■ **练习说明**
修改全部数据：把每处“Query”都改成“Label request”，其他内容保持不变，答案中不要包含图片。

■ **来自点标注集的数据**
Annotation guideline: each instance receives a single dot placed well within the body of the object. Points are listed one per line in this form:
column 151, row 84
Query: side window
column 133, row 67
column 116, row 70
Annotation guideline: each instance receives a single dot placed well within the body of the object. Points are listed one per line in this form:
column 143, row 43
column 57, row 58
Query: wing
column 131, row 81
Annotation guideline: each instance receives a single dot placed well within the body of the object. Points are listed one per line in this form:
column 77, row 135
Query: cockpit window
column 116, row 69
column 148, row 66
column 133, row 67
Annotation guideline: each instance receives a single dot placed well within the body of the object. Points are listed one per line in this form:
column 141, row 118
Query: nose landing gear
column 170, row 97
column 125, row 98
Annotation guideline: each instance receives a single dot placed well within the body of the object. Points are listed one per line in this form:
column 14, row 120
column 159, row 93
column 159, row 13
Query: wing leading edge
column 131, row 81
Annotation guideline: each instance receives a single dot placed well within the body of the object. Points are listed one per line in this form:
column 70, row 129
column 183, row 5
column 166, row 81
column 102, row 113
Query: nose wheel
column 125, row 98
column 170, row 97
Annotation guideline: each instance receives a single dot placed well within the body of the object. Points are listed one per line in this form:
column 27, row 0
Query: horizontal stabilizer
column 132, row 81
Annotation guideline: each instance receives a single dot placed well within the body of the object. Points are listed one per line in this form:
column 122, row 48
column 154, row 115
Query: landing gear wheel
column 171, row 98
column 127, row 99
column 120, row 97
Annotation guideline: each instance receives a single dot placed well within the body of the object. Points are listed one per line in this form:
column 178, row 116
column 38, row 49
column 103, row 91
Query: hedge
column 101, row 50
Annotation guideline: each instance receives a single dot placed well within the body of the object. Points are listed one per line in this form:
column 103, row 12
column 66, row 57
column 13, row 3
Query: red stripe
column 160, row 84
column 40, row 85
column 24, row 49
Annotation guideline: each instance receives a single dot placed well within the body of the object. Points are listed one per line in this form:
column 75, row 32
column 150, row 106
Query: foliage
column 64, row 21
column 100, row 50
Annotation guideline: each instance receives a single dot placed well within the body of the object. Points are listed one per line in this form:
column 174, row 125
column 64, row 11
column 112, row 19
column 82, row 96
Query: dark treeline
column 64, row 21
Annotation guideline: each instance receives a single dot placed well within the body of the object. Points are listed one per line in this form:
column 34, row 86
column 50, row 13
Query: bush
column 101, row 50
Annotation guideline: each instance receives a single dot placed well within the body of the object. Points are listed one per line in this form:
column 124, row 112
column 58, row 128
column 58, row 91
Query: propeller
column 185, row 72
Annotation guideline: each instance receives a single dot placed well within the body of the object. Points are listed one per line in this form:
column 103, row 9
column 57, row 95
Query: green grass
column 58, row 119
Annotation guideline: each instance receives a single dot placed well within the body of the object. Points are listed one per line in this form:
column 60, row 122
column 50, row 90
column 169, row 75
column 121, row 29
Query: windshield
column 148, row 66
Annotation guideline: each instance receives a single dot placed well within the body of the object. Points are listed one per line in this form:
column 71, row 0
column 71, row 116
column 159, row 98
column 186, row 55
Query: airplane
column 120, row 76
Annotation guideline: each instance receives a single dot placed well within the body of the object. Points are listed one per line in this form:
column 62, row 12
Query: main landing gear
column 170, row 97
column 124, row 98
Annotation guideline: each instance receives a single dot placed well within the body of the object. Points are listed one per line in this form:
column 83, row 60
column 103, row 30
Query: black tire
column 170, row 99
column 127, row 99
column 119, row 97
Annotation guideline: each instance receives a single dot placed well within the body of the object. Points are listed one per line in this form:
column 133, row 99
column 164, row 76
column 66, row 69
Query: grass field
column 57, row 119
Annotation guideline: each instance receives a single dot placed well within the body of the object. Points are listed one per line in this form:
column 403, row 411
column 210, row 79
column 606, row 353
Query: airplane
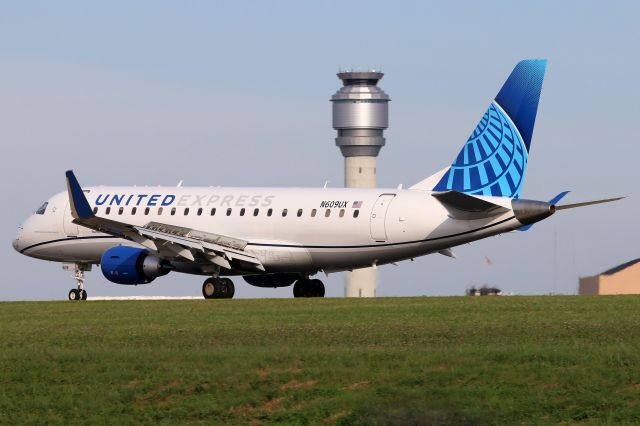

■ **练习结果**
Annotation guideline: each instance receives a single dot placed well within the body of the object. Points are listed one per line in this form:
column 151, row 84
Label request: side window
column 133, row 67
column 116, row 70
Annotation guideline: each instance receives a single dot placed well within the body of the object. Points are listed one per line in this form:
column 143, row 43
column 57, row 58
Label request: wing
column 131, row 81
Annotation guideline: each instance receives a single dot placed well within the body of the object. Points are listed one per line in this form:
column 77, row 135
Label request: cockpit window
column 116, row 69
column 148, row 66
column 133, row 67
Annotation guideline: each instance receives a single dot placed well within the body of the object. Points are listed one per line in this form:
column 141, row 118
Label request: nose landing gear
column 170, row 97
column 125, row 98
Annotation guideline: each instance receives a single dot placed well within the body of the object. Points are listed one per line in this form:
column 14, row 120
column 159, row 93
column 159, row 13
Label request: wing leading edge
column 131, row 81
Annotation guideline: each instance receives a single dot placed well within the body of the object. Points are listed one per line in this form:
column 70, row 129
column 183, row 5
column 166, row 81
column 102, row 113
Label request: nose wheel
column 125, row 98
column 170, row 97
Annotation guideline: each instance receives a single dot placed well within the body of the object. Points are listed one per line in this form:
column 27, row 0
Label request: horizontal stabilizer
column 132, row 81
Annotation guideline: each instance receives a single dot placed well within the body of the object. Points are listed one per line in this form:
column 122, row 48
column 154, row 115
Label request: landing gear wheel
column 171, row 98
column 127, row 99
column 120, row 97
Annotation guideline: each instance receives a single dot placed well within the body of the object. Points are listed one per line in this form:
column 178, row 116
column 38, row 49
column 103, row 91
Label request: hedge
column 101, row 50
Annotation guideline: each instance receives a single dot placed well within the body of the object. Points are listed one per line in this form:
column 103, row 12
column 66, row 57
column 13, row 3
Label request: red stripe
column 160, row 84
column 40, row 85
column 24, row 49
Annotation guideline: each instance receives a single dot placed well within the body of the object. Points are listed one per line in this form:
column 75, row 32
column 150, row 106
Label request: foliage
column 64, row 21
column 100, row 50
Annotation guideline: each instance receives a single dot placed well within the body of the object. Points are listed one per line in this form:
column 174, row 125
column 64, row 11
column 112, row 19
column 82, row 96
Label request: dark treeline
column 64, row 21
Annotation guideline: each instance receives a single dot placed well within the body of the object. Points are listed one per line in this form:
column 34, row 86
column 50, row 13
Label request: bush
column 101, row 50
Annotation guideline: each instance receives a single dot placed well within the body of the object. Points are listed one per line in this form:
column 124, row 112
column 58, row 128
column 58, row 91
Label request: propeller
column 185, row 72
Annotation guideline: each instance receives a single dot placed well within the body of the object. Points are listed one per line in this form:
column 103, row 9
column 57, row 95
Label request: green grass
column 58, row 119
Annotation guideline: each instance receives a single dot placed well within the body of the object. Points are listed one per line in this form:
column 60, row 122
column 50, row 90
column 169, row 75
column 121, row 29
Label request: windshield
column 148, row 66
Annotation guideline: each instance receives a single dot placed well within the body of the object. Points are listed one per line in this form:
column 71, row 0
column 71, row 116
column 159, row 98
column 186, row 55
Label request: airplane
column 120, row 76
Annotation guideline: each instance receives a single dot placed well within the body of the object. Points are listed one per line in this form:
column 62, row 12
Label request: main landing gear
column 170, row 97
column 124, row 98
Annotation guideline: each instance receives a single dot placed well within the body of the object. Points are listed one per line in this form:
column 83, row 60
column 103, row 30
Label request: black tire
column 170, row 99
column 127, row 99
column 119, row 97
Annotation guideline: each instance receives a single dot placed well within the body of the object. Points are listed one per line in this form:
column 133, row 99
column 164, row 76
column 66, row 69
Label request: grass field
column 57, row 119
Annotation guideline: each instance receives a single dot placed well within the body of the object. Points are listed one per line in this form:
column 403, row 411
column 210, row 79
column 606, row 353
Label request: airplane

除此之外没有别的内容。